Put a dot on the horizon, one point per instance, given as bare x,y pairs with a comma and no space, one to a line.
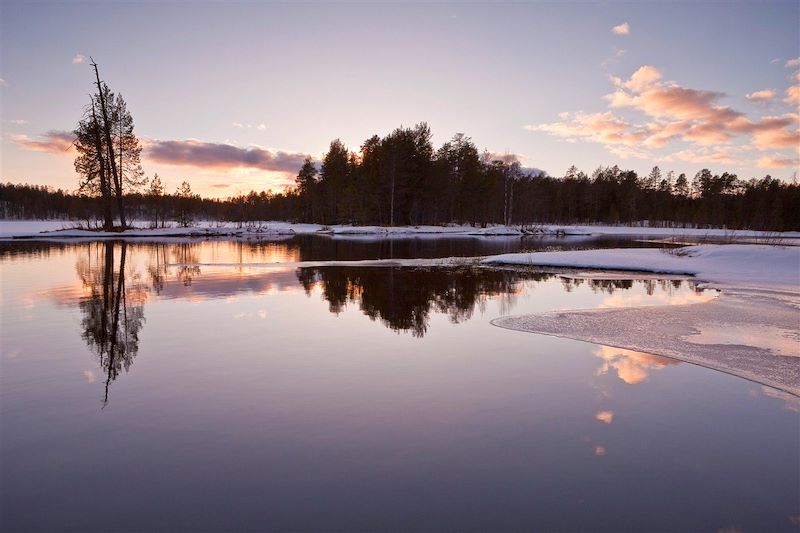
698,86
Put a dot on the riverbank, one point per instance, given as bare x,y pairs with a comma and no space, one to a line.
750,331
60,229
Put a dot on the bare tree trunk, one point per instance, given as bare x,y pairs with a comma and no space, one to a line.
105,187
110,145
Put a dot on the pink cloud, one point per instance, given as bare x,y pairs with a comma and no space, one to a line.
622,29
677,113
778,162
765,95
53,141
208,155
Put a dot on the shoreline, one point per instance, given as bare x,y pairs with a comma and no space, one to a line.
759,365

= Assignment =
Starting at the line that contains "Put a dot on the bare", copy each line through the last one in the records, exactly, and output nothing else.

= Answer to the exercise =
Put a dot on the bare tree trunk, one point per instance, given as bare x,y pairs with a comma and no space, one to a line.
105,187
110,145
Put a dot on the pink cloud, one point per instance, given as bare x,y pairs with a comma and no space, one to a line.
622,29
677,113
778,162
765,95
53,141
208,155
Put a dot on the shoreline, one point per instance, given as bare x,y pairs with a comma and no space, one to a line.
759,365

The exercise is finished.